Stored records
----
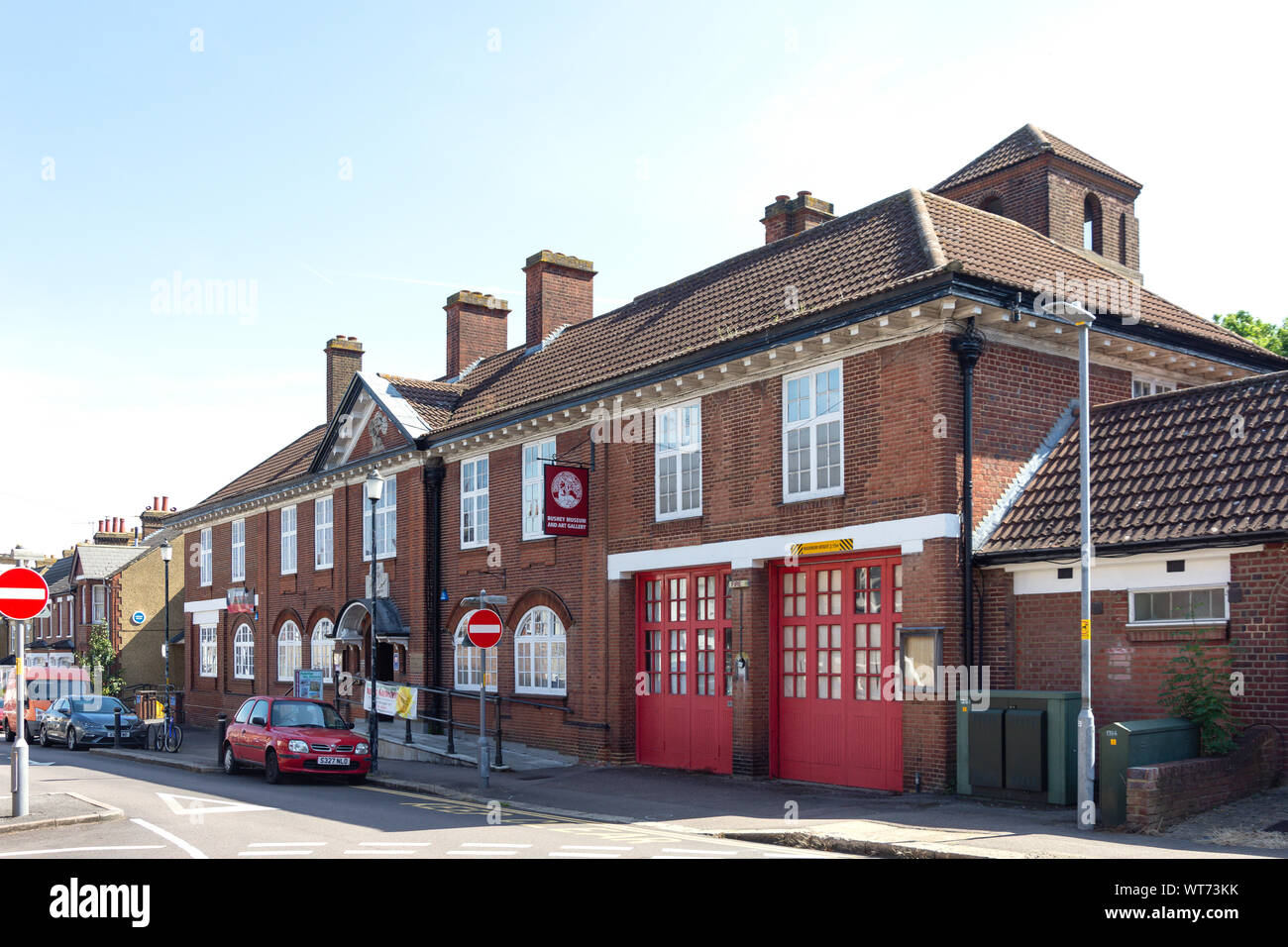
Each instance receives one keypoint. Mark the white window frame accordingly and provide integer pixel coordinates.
(205, 557)
(321, 637)
(678, 437)
(244, 654)
(810, 421)
(287, 540)
(323, 532)
(467, 663)
(533, 493)
(533, 650)
(386, 519)
(290, 646)
(1194, 622)
(207, 637)
(1157, 385)
(476, 504)
(237, 557)
(98, 605)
----
**YOUR INSTRUCTIONS**
What is needed is every record above, returned exactly, with the pictures omitted.

**COMPLETED EXERCISE**
Each instance receives one keypoint. Mark the white window frame accordingly and provide integer pixel coordinates.
(205, 557)
(321, 637)
(678, 437)
(244, 654)
(810, 421)
(287, 540)
(323, 532)
(467, 663)
(533, 493)
(533, 650)
(386, 519)
(290, 646)
(1194, 622)
(207, 637)
(1157, 385)
(476, 504)
(237, 557)
(98, 605)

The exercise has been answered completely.